== Short exercise ==
Please return, word for word, the stretch of entries from the line containing "form [(34, 112)]." through the line containing "[(243, 104), (428, 169), (178, 223)]", including both of those lines.

[Pointing records]

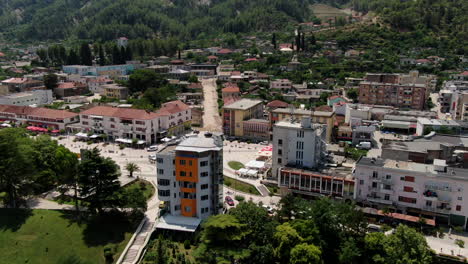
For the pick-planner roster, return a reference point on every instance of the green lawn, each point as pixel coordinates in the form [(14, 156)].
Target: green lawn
[(145, 186), (235, 165), (47, 236), (240, 186)]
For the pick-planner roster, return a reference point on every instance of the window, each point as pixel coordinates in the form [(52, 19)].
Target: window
[(408, 189), (407, 199), (409, 178), (164, 193), (164, 182)]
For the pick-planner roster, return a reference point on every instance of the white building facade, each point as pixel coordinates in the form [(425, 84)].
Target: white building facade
[(432, 190), (297, 144)]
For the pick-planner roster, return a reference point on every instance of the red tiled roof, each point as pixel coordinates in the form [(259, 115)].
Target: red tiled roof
[(224, 51), (251, 59), (124, 113), (66, 85), (37, 111), (277, 104), (172, 107), (324, 108), (231, 89), (195, 86)]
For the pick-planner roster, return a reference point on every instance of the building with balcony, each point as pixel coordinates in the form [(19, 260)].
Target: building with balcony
[(435, 190), (297, 145), (190, 180), (236, 113), (126, 123), (38, 116), (318, 117), (404, 91)]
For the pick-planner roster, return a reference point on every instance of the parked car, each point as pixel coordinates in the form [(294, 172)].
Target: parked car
[(229, 200), (152, 148)]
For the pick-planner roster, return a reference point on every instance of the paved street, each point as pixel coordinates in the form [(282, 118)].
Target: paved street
[(211, 119), (121, 157)]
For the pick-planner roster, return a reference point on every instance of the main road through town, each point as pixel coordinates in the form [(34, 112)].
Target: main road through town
[(211, 119)]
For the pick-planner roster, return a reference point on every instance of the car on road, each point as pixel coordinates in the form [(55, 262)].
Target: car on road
[(229, 200), (152, 148)]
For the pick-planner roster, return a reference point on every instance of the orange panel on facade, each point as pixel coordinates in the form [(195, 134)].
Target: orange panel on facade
[(186, 165), (189, 207)]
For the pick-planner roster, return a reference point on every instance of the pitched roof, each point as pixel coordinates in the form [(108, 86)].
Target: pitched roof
[(231, 89), (172, 107), (123, 113), (277, 103), (37, 111)]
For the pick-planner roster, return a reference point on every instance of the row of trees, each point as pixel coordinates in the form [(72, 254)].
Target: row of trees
[(324, 231), (58, 55), (31, 166)]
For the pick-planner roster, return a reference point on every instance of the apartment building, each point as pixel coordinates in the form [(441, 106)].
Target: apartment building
[(297, 144), (394, 90), (38, 116), (126, 123), (318, 117), (235, 113), (432, 190), (35, 97), (190, 178), (115, 91), (282, 84), (16, 85)]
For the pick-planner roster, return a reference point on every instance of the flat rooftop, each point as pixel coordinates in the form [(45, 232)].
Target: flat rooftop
[(243, 104), (428, 169), (178, 223)]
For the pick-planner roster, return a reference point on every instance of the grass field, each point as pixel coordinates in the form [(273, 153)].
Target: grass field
[(240, 186), (145, 186), (325, 11), (46, 236), (235, 165)]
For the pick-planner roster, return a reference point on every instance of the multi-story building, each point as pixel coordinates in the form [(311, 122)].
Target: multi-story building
[(38, 116), (125, 123), (282, 84), (432, 190), (115, 91), (319, 117), (35, 97), (394, 90), (16, 85), (297, 144), (236, 113), (190, 177)]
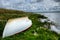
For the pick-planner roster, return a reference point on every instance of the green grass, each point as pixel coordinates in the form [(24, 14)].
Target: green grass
[(35, 32)]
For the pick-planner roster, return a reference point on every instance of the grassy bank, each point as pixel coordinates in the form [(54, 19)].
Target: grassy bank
[(35, 32)]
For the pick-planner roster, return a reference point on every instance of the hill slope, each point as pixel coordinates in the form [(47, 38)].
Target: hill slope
[(36, 32)]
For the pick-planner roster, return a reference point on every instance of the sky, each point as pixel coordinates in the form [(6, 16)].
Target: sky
[(31, 5)]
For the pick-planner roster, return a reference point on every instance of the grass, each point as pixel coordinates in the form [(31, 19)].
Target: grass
[(35, 32)]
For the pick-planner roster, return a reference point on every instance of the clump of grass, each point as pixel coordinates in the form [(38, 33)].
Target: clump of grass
[(35, 32)]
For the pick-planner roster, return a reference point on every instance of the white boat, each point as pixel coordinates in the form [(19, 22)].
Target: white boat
[(16, 25)]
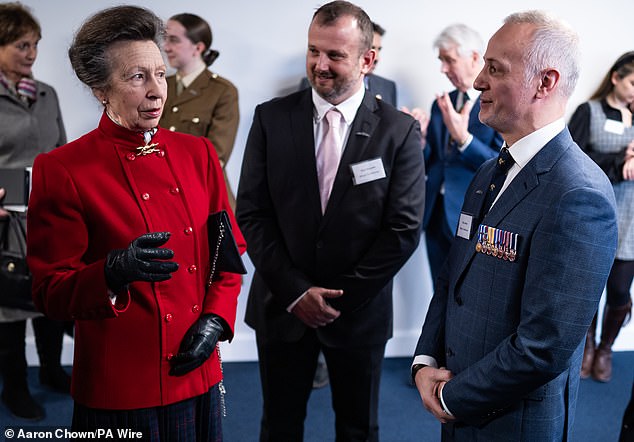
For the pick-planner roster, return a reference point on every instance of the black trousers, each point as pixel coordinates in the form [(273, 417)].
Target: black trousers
[(287, 371), (619, 283)]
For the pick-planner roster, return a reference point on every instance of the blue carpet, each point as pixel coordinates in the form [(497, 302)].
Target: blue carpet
[(402, 417)]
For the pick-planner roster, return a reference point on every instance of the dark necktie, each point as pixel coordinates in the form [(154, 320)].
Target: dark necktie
[(504, 163)]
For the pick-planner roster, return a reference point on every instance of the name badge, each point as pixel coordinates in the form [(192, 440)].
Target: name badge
[(613, 126), (464, 226), (366, 171)]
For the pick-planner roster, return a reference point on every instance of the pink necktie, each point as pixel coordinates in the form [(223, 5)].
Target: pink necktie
[(328, 156)]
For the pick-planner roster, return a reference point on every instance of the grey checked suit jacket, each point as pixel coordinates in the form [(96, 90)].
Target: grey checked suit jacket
[(512, 332)]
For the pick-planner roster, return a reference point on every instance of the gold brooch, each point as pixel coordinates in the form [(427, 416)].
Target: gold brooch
[(146, 150)]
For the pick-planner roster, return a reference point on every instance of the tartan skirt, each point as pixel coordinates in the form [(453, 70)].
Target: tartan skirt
[(192, 420)]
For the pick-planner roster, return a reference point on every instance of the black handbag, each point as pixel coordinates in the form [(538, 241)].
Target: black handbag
[(15, 277), (223, 250)]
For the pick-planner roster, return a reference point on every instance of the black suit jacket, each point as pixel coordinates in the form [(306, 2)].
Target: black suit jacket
[(366, 234)]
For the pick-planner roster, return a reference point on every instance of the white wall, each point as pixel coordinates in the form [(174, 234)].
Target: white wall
[(262, 46)]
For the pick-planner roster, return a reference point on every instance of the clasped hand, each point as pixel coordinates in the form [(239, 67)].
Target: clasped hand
[(313, 310), (143, 260), (429, 382)]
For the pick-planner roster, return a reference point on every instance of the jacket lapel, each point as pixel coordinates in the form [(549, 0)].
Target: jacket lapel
[(301, 118), (523, 184)]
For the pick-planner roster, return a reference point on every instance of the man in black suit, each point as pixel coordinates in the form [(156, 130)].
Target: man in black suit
[(325, 264), (376, 85)]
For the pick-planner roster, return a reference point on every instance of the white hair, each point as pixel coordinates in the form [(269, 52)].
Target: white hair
[(463, 37), (554, 45)]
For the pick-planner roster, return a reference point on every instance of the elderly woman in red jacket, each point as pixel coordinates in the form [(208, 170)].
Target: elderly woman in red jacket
[(118, 242)]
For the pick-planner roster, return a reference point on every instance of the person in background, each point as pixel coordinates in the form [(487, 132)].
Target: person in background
[(457, 143), (602, 127), (101, 209), (199, 102), (3, 213), (30, 123), (380, 87), (501, 347), (327, 229)]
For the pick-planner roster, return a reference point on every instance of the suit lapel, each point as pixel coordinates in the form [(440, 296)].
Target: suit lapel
[(361, 131), (301, 117), (523, 184)]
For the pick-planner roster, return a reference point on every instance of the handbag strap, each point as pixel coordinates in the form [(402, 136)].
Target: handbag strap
[(214, 261), (14, 224)]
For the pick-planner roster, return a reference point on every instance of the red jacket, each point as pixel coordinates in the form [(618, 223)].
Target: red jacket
[(96, 194)]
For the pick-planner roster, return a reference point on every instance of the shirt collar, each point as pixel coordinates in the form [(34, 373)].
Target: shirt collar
[(526, 148), (189, 78), (473, 93), (348, 108)]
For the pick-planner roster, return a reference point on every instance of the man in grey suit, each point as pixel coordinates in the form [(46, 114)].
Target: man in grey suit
[(500, 351), (325, 259)]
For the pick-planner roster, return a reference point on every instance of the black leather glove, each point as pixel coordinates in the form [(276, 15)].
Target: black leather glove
[(143, 260), (198, 344)]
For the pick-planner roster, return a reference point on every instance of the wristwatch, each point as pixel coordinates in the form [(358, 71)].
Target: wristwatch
[(415, 369)]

== Answer for this exercise ==
For the pick-planner roster, return a reference point on every instance of the main road through town, each point as pixel coordinates in the form [(34, 112)].
Target: main road through town
[(211, 119)]
For the pick-planner roster, return a reference point on every instance of the car on road, each point as pixel coordinates in the form [(55, 262)].
Target: car on road
[(229, 200), (152, 148)]
For the pick-planner roster, return a reference point on every instance of the orange panel on facade, each point as pixel coordinates in the form [(195, 134)].
Target: orange panel on facade
[(186, 165), (189, 207)]
For the pick-planner roster, return a reference point on every instance of the pitched roof, each point as pixel coordinates in the form [(108, 86)].
Target: pitched roof
[(231, 89), (172, 107), (123, 113), (277, 103), (37, 111)]
For the pick-planner roster, return a reference point on every instance of the row of trees, each point as pixel coordinates in the form [(72, 254)].
Target: row of trees
[(324, 231), (58, 55), (31, 166)]
For the pick-planner roster, return a reference point on every instance of the apartment building, each point as pixel coordinates in the form [(441, 106)].
Target: apartment building
[(297, 144), (394, 90), (38, 116), (126, 123), (318, 117), (235, 113), (432, 190), (35, 97), (190, 178), (115, 91), (282, 84), (16, 85)]
For the pick-planner roster, return a reference point on every instance of the flat rooftop, each point as pixel coordinates in the form [(45, 232)].
Target: flat rooftop
[(243, 104), (428, 169), (178, 223)]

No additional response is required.